### Dataset rows

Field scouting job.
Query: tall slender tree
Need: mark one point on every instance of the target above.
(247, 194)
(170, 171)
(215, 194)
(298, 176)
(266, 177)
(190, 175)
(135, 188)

### Given exercise
Convert the records into a two-column CSV with the headers "prompt" and "points", one row per record: the request text in the first column and its answer in the second, each as a single quoted field with line breaks replaced by spaces.

### Solution for this exercise
prompt,points
"Field scouting job. Query: tall slender tree Need: mark one point on every instance of the target above.","(247, 194) (170, 171) (215, 194) (298, 176) (266, 177) (190, 175) (135, 188)"